▸ **OBJECTIVE**
Extract the lines of every record below and repeat them with no changes.

▸ **Stored dataset items**
▶

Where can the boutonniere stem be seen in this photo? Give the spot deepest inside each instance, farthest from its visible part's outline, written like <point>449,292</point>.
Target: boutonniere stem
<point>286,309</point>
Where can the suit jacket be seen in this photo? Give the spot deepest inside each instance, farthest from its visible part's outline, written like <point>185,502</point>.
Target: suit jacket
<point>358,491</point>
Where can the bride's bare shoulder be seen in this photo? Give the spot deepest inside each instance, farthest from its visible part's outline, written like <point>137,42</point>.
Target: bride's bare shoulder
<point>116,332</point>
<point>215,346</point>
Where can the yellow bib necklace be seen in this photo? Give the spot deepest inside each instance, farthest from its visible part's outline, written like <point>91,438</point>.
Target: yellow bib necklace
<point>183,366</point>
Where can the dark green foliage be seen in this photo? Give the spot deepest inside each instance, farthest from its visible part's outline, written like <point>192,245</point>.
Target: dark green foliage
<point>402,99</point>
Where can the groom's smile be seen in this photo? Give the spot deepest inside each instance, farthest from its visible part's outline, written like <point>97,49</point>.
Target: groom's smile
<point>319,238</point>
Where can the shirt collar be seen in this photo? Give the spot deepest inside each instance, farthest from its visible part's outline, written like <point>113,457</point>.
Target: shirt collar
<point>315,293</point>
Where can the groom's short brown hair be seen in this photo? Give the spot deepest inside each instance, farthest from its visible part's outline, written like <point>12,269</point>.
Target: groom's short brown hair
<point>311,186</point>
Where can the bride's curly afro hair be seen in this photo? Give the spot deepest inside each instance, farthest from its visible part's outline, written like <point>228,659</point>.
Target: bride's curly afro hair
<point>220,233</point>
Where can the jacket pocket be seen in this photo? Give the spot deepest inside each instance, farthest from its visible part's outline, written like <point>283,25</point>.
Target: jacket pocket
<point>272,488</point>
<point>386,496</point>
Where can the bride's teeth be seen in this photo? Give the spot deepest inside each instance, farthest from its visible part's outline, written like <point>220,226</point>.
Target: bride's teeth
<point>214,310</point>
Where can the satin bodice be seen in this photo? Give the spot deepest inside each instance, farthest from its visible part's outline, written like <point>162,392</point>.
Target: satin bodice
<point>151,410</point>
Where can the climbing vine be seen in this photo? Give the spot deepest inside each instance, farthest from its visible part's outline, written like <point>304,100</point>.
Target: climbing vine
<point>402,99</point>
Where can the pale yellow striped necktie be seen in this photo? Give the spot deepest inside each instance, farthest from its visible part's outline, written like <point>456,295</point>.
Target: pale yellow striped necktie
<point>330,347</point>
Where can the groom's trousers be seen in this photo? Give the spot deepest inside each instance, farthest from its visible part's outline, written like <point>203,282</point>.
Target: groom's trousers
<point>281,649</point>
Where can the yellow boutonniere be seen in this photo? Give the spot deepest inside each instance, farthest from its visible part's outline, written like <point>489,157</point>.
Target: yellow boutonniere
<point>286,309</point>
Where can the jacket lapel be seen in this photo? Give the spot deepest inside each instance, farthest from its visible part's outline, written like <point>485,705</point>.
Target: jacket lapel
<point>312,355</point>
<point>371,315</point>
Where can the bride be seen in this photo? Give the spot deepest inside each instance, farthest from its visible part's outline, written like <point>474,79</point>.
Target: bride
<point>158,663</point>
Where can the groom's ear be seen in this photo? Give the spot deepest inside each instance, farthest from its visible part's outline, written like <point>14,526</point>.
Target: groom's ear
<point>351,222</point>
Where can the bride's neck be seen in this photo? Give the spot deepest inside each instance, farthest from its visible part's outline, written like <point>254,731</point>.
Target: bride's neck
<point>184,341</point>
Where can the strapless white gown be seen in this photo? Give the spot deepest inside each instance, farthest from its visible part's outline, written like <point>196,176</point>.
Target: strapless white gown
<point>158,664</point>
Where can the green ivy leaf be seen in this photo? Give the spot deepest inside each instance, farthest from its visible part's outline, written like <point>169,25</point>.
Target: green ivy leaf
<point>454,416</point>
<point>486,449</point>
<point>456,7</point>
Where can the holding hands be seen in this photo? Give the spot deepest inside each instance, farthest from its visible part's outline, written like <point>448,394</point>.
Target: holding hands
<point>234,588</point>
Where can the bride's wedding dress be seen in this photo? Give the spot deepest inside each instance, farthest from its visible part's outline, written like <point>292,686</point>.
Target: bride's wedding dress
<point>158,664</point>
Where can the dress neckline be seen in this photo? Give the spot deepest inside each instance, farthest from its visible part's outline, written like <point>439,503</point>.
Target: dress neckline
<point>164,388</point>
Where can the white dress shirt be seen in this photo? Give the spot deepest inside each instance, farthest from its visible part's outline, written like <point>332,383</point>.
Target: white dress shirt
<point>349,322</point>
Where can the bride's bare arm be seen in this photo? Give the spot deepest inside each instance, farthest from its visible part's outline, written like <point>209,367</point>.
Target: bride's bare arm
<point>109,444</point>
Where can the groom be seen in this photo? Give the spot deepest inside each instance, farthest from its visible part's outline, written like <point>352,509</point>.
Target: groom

◀

▸ **THE OUTPUT**
Where can the boutonniere stem be seen in this photo? Give the spot deepest inside each instance, farthest from its visible part's outline, written like <point>449,292</point>.
Target: boutonniere stem
<point>286,309</point>
Where can the suit jacket be seen in this photo? Give the spot deepest inside each instance, farthest from its visible part's outline, written like <point>185,502</point>.
Target: suit jacket
<point>358,491</point>
Where can the bride's bare shoulder be seen in this photo? Give the spot deepest inside each instance, farthest from its visible part's outline, written like <point>137,42</point>.
Target: bride's bare shoulder
<point>116,332</point>
<point>215,346</point>
Where can the yellow bib necklace be seen in this photo? Give the spot deepest inside each instance, farthest from its visible part's outline, written like <point>91,438</point>.
Target: yellow bib necklace
<point>183,366</point>
Where can the dark green foliage be seen in this photo? Give the spot deepest inside each instance, farthest from its visible part's outline, written like <point>192,245</point>.
Target: dark green foliage
<point>402,99</point>
Where can the groom's smile be seen in this photo? Give the spot deepest inside each instance, farthest from its visible part's outline, written like <point>97,49</point>.
Target: groom's smile
<point>319,238</point>
Where can the shirt collar be seen in this photo? Give the spot deepest inside each instance, farthest from its visible part's outline, written like <point>113,457</point>.
Target: shirt collar
<point>315,293</point>
Where can the groom's short brown hair be seen in this photo? Give the spot deepest inside each instance, farthest from its visible part's outline, written like <point>12,269</point>.
Target: groom's short brown hair
<point>311,186</point>
Where can the bride's curly afro hair be seen in this photo? Give the spot deepest inside each instance, farthest from its visible part's outline, written like <point>228,659</point>.
Target: bride's curly afro hair
<point>220,233</point>
Where can the jacket pocket be seen in this photo? Give the spot deepest inside each instance, farthest from its visible part's outline, written like <point>283,25</point>.
Target: jacket pocket
<point>272,488</point>
<point>386,496</point>
Where can the bride's teeth be seen in this photo? Give the spot deepest inside each instance, farthest from its visible part's outline, written like <point>220,226</point>.
Target: bride's teeth
<point>214,310</point>
Where can the satin bodice be seen in this photo? Give the spot deepest inside each instance, farthest from its visible part's outline, written like <point>162,392</point>.
Target: satin bodice
<point>151,410</point>
Where can the climbing vine be seen in this photo? Give the spot deepest inside each instance, farthest from its visible part's outline, written like <point>304,100</point>.
Target: climbing vine
<point>402,99</point>
Where can the pale yellow striped necktie be seen in this photo? Give the spot deepest inside each instance, farthest from its visible part's outline, written like <point>456,295</point>.
Target: pale yellow striped necktie
<point>330,347</point>
Where can the groom's trousers be seen in this photo? Give the spot deepest inside each instance, farthest from its visible part's outline, written like <point>203,282</point>.
Target: groom's trousers
<point>281,649</point>
Where can the yellow boutonniere be seen in this photo? Give the spot deepest inside each instance, farthest from its visible part's outline, written like <point>489,157</point>.
Target: yellow boutonniere
<point>286,309</point>
Where can the jacket lapel be seen in this photo? Give the spot deepest inside each instance, farthest from its visible part's outline, written like <point>485,705</point>.
Target: jacket lapel
<point>312,355</point>
<point>371,315</point>
Where can the bride be seen in this photo? Give the spot deepest inside each instance, farthest from its visible part's outline, written like <point>474,79</point>.
Target: bride
<point>158,663</point>
Where can the groom's ear be seen in this photo? Give the spot deepest inside each instance, farthest from its visible part's outline, written like <point>14,526</point>.
Target: groom's ear
<point>351,222</point>
Where can the bride's neck be seen in this photo? Give the spot deepest inside each instance, farthest from its visible part's outline, written like <point>254,731</point>.
Target: bride's neck
<point>184,341</point>
Where can the strapless white gown be seen in this photo? Give the spot deepest inside each instance, farthest from its visible part's outline, written like <point>196,176</point>.
Target: strapless white gown
<point>158,664</point>
Where can the green ivy leaf be seen in this photo? Give the spot deepest inside each instance, farthest from its visible part's outline, written like <point>169,25</point>.
Target: green ivy leaf
<point>454,416</point>
<point>486,449</point>
<point>456,7</point>
Where can the holding hands be seen in this photo? Give the spot deepest inside each instance, farthest from its visible part's outline, written like <point>448,394</point>.
Target: holding hands
<point>234,588</point>
Where can the bride's wedding dress be seen in this photo? Give the spot deepest inside each instance, farthest from its visible part's outline, written like <point>292,686</point>.
Target: bride's wedding dress
<point>158,664</point>
Where can the dress neckline be seen in this photo? Give the spot deepest inside each instance, farthest from its visible part's outline, written like <point>439,503</point>.
Target: dress neckline
<point>164,388</point>
Where can the white dress shirt be seen in this photo? Give the spot deepest inside each instance, farthest from its visible part's outline, written like <point>332,383</point>.
Target: white dress shirt
<point>349,322</point>
Where can the bride's bare arm be seen in this photo? Give the spot deepest inside each instance, farthest from its visible part's outline, written like <point>209,367</point>.
Target: bride's bare arm
<point>109,444</point>
Where can the groom be seen in this photo? Give the spot deepest inside each instance, farthest from its visible part's outline, written like <point>352,509</point>.
Target: groom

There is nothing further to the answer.